KVM maintains L1's current VMCS in guest memory, at the guest physical
page identified by the argument to VMPTRLD. This makes hairy
time-of-check to time-of-use bugs possible,as VCPUs can be writing
the the VMCS page in memory while KVM is emulating VMLAUNCH and
VMRESUME.

The spec documents that writing to the VMCS page while it is loaded is
"undefined". Therefore it is reasonable to load the entire VMCS into
an internal cache during VMPTRLD and ignore writes to the VMCS page
-- the guest should be using VMREAD and VMWRITE to access the current
VMCS.

To adhere to the spec, KVM should flush the current VMCS during VMPTRLD,
and the target VMCS during VMCLEAR (as given by the operand to VMCLEAR).
Since this implementation of VMCS caching only maintains the the current
VMCS, VMCLEAR will only do a flush if the operand to VMCLEAR is the
current VMCS pointer.

KVM will also flush during VMXOFF, which is not mandated by the spec,
but also not in conflict with the spec.

Signed-off-by: David Matlack <dmatlack@google.com>
---
 arch/x86/kvm/vmx.c | 31 ++++++++++++++++++++++++++++---
 1 file changed, 28 insertions(+), 3 deletions(-)

#### Information supplied:
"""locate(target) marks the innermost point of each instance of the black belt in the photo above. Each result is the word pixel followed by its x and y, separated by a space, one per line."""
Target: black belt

#### Aim of the task:
In the patch note on VMCS caching, under what condition does VMCLEAR perform a flush?

#### Completed exercise:
Only when the operand to VMCLEAR is the current VMCS pointer.